Written instruction
The records that follow must be reproduced in full, exactly as written.

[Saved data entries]
******************************

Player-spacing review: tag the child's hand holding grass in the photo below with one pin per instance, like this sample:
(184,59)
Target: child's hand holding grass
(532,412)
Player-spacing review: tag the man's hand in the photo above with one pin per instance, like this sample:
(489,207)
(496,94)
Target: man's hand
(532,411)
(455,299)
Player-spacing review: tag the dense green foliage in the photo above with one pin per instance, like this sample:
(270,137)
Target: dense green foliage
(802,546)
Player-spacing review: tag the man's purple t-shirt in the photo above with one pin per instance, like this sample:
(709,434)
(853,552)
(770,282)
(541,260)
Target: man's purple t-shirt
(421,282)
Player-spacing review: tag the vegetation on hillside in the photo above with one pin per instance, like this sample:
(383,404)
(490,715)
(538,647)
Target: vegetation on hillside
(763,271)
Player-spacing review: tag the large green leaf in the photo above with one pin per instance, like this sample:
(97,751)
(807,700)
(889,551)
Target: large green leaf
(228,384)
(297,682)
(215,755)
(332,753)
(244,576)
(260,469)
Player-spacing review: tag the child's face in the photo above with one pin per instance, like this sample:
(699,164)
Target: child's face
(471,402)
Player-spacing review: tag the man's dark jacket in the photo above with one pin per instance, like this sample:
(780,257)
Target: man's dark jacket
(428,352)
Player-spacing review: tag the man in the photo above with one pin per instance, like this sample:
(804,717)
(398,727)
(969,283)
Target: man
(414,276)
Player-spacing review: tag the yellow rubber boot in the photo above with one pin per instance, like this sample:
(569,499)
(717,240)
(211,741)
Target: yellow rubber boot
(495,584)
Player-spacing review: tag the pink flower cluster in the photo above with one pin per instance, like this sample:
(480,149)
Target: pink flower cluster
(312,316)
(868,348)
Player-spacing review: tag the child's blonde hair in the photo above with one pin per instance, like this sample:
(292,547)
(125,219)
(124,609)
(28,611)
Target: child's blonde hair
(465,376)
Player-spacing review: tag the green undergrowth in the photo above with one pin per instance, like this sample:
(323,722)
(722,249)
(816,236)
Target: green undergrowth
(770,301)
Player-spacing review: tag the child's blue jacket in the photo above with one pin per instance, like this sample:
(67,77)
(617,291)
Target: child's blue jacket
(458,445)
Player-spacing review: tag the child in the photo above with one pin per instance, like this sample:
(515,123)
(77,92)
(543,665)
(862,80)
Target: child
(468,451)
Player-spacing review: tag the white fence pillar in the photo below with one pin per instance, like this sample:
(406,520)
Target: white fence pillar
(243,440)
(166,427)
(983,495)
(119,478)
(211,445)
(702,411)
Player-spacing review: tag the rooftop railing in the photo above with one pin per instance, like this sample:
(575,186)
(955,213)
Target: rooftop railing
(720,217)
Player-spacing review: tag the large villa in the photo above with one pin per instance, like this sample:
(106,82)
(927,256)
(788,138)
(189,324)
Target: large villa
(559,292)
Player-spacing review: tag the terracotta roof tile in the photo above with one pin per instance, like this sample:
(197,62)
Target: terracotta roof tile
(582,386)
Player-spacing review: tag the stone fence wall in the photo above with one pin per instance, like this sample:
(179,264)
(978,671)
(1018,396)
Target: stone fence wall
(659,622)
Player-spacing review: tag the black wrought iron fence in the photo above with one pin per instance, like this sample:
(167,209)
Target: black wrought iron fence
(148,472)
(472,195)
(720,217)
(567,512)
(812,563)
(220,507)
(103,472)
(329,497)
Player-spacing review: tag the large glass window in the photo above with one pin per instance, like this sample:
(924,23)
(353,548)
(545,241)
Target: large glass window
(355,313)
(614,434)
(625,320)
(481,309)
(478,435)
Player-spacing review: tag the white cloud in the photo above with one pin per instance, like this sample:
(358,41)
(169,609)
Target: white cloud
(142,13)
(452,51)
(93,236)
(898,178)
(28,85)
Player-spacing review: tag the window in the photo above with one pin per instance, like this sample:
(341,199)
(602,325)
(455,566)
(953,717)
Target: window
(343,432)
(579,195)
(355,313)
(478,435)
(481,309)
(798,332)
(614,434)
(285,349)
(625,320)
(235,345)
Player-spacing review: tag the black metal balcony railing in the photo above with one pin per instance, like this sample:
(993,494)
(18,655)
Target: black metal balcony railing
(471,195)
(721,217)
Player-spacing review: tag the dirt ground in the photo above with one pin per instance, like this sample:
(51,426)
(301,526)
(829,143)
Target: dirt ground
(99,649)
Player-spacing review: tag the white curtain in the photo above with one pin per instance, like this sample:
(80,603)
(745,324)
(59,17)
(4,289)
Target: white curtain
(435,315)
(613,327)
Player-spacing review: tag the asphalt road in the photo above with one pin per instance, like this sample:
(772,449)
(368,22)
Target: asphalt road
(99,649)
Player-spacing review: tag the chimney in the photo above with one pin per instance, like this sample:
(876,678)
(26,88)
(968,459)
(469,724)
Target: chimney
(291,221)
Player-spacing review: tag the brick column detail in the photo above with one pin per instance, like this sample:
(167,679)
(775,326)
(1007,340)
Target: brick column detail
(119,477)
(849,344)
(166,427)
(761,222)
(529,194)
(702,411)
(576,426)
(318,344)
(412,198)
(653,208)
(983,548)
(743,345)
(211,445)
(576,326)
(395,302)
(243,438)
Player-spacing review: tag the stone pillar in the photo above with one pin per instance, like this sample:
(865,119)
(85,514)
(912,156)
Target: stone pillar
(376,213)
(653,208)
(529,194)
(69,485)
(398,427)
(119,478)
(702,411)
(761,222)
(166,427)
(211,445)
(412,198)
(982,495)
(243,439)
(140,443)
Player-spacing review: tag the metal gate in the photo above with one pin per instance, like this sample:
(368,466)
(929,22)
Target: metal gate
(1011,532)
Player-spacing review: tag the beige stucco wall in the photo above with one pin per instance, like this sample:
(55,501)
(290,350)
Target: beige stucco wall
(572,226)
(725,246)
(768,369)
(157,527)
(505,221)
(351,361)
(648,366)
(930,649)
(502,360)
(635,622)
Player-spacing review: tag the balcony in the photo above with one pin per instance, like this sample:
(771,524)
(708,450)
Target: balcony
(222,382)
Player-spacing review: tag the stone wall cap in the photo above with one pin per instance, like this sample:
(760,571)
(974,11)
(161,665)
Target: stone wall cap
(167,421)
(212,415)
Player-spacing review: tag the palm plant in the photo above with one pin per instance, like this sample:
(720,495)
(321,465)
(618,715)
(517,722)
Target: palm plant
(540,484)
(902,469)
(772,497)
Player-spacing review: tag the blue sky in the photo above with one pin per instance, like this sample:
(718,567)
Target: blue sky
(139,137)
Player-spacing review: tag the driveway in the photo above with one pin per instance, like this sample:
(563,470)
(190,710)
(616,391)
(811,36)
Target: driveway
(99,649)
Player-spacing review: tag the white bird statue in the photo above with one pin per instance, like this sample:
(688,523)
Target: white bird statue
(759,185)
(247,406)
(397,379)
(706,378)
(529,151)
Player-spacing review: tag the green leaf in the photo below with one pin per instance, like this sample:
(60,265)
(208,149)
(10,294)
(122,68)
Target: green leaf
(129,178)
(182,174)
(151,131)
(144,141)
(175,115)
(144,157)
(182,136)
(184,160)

******************************

Expected answer
Player-spacing review: tag the child's hand holding grass in the photo below with one pin per instance, like this sample:
(184,59)
Target: child's hand holding grass
(532,412)
Player-spacing review: tag the man's hand in the photo above with one pin per instance, like this sample:
(489,207)
(496,94)
Target: man's hand
(532,411)
(455,299)
Player-spacing review: tag the dense green foliage in the photo above with one pin per instance, like this sample:
(270,137)
Target: dense green foliage
(802,546)
Player-spacing review: tag the man's purple t-shirt in the photo above with one pin per instance, like this sample:
(709,434)
(853,552)
(770,282)
(541,260)
Target: man's purple t-shirt
(421,282)
Player-spacing review: tag the vegetation on hillside in the photo above with one pin per instance, like this sample:
(383,404)
(490,715)
(538,647)
Target: vegetation on hillside
(763,271)
Player-spacing review: tag the large green leaf in the photo above with one pin per instance, like this sample:
(97,751)
(807,700)
(889,551)
Target: large green leaf
(228,384)
(297,682)
(215,755)
(332,753)
(244,576)
(260,469)
Player-spacing review: tag the child's face in the photo above with one pin per instance, like this sample:
(699,164)
Target: child's face
(471,402)
Player-spacing review: tag the man's dark jacket in the photo above with one pin per instance, like this sample:
(780,257)
Target: man's dark jacket
(428,352)
Player-spacing review: tag the man in the photo above with one pin per instance, like this sample:
(804,717)
(398,727)
(969,283)
Target: man
(414,276)
Player-spacing review: tag the yellow rubber boot in the photo above with one pin per instance, like this sample:
(569,499)
(717,240)
(211,741)
Target: yellow rubber boot
(495,584)
Player-spacing review: tag the pink flower cluster in the photo above with one pin per instance, like this sample:
(480,149)
Target: pink flower cluster
(312,316)
(868,348)
Player-spacing review: tag the child's blonde hair in the photo above with one pin per instance, like this sample:
(292,547)
(125,219)
(124,609)
(28,611)
Target: child's blonde hair
(465,376)
Player-spacing review: tag the green undergrowth in the photo above with one pin per instance, like this sample:
(323,722)
(722,249)
(816,236)
Target: green undergrowth
(770,301)
Player-spacing review: tag the child's blue jacket in the photo above with one pin per instance, like this sample:
(67,77)
(617,291)
Target: child's blue jacket
(458,445)
Player-spacing review: tag the child in the photo above with one pin per instance, like this sample:
(515,123)
(77,92)
(543,665)
(862,80)
Target: child
(468,451)
Player-spacing review: tag the white fence pillar in the photo below with one pin per instance, like this sample:
(406,520)
Target: white fence pillar
(243,440)
(166,427)
(983,495)
(119,478)
(211,445)
(702,411)
Player-spacing review: tag the rooftop railing in the photo above with one pin per instance, like this sample:
(575,186)
(955,213)
Target: rooftop railing
(720,217)
Player-spacing review: tag the large villa in the photo above with one pin per instance, like this sample:
(106,82)
(927,256)
(788,138)
(189,324)
Target: large villa
(559,292)
Player-spacing review: tag the terracotta roof tile in the photo above with one pin per instance, like this sample:
(197,62)
Target: terracotta roof tile
(582,386)
Player-spacing review: tag the stone fence wall in the photo above with one pin per instance, like this sample:
(179,264)
(978,671)
(1018,396)
Target: stone fence wall
(659,622)
Player-spacing review: tag the black wrought iron fence in the photo above with one pin per instance, like this sample:
(167,209)
Target: black wrought iron fence
(148,472)
(472,195)
(720,217)
(567,512)
(812,563)
(220,507)
(103,472)
(329,497)
Player-spacing review: tag the large glass window in the photo above with one pin per instance, like this sample:
(924,23)
(353,548)
(545,241)
Target: large glass window
(355,313)
(614,434)
(625,320)
(481,309)
(478,435)
Player-spacing review: tag the white cloud in the photo above with one pin per instance, like this sample:
(358,41)
(169,609)
Target: white cloud
(142,13)
(452,51)
(93,236)
(898,178)
(28,85)
Player-spacing review: tag the window in the photo above with one pin per instance, like this sample:
(341,199)
(602,325)
(455,566)
(953,717)
Target: window
(343,432)
(579,195)
(355,313)
(478,435)
(481,309)
(798,332)
(614,434)
(285,349)
(625,320)
(235,345)
Player-spacing review: tag the black metal balcony railing in the photo above with one pin per instance, like this sample:
(993,494)
(18,655)
Target: black metal balcony railing
(471,195)
(721,217)
Player-spacing review: tag the dirt ground in the photo above with one pin per instance, like this sample:
(51,426)
(301,526)
(829,143)
Target: dirt ground
(99,649)
Player-spacing review: tag the white curtain in the photo above with one pin per instance, like this sample:
(80,603)
(745,324)
(59,17)
(4,289)
Target: white curtain
(435,315)
(613,327)
Player-spacing review: tag the asphalt road in the photo above with one pin per instance, like this sample:
(772,449)
(368,22)
Target: asphalt road
(99,649)
Player-spacing review: tag the chimney in the photo above with one pin per instance, like this sample:
(876,678)
(26,88)
(968,459)
(469,724)
Target: chimney
(291,221)
Player-spacing review: tag the brick column detail in the photo above with one pin per instance, like this sample:
(167,679)
(775,326)
(1007,340)
Target: brick column detail
(119,477)
(849,344)
(166,427)
(761,222)
(529,194)
(702,411)
(576,426)
(318,344)
(412,198)
(653,208)
(983,548)
(743,345)
(211,445)
(576,326)
(395,302)
(243,438)
Player-spacing review: tag the stone pillar in the photo above with one pin per instance, like this sample:
(865,119)
(85,514)
(912,156)
Target: stone pillar
(376,213)
(653,208)
(529,194)
(69,485)
(398,427)
(119,478)
(702,411)
(761,222)
(166,427)
(211,445)
(412,198)
(982,495)
(243,439)
(140,443)
Player-spacing review: tag the metal gate in the photo above with one pin per instance, like this sample:
(368,466)
(929,22)
Target: metal gate
(1011,532)
Player-spacing review: tag the beige stucco wall in the photo above with one pin per instance, like this sample:
(55,501)
(290,350)
Target: beige stucco wall
(572,226)
(725,246)
(768,369)
(157,527)
(505,221)
(351,361)
(648,366)
(930,649)
(502,360)
(635,622)
Player-spacing review: tag the balcony in the photo above with one pin per instance, like this sample:
(771,524)
(708,450)
Target: balcony
(222,382)
Player-spacing review: tag the stone wall cap in the photo above with one pin per instance, like this sample:
(760,571)
(974,11)
(161,665)
Target: stone wall cap
(167,421)
(212,415)
Player-spacing review: tag the palm plant in the photo above with one pin per instance, like this sample:
(720,495)
(321,465)
(618,715)
(517,722)
Target: palm plant
(540,484)
(902,469)
(772,497)
Player-spacing review: tag the blue sky in the photo above with one pin per instance, like this sample:
(718,567)
Target: blue sky
(139,137)
Player-spacing review: tag the driveway in the photo above with one pin per instance, like this sample:
(563,470)
(190,710)
(616,391)
(811,36)
Target: driveway
(99,649)
Player-spacing review: tag the white bird statue in the photo above with one pin per instance, like this sample:
(688,523)
Target: white bird statue
(759,185)
(247,406)
(397,379)
(706,378)
(529,151)
Player-spacing review: tag the green leaf in the photo below with one pin per instance, like this sample:
(60,265)
(208,149)
(10,294)
(122,68)
Target: green leaf
(129,178)
(182,174)
(151,131)
(144,141)
(175,115)
(144,157)
(182,136)
(184,160)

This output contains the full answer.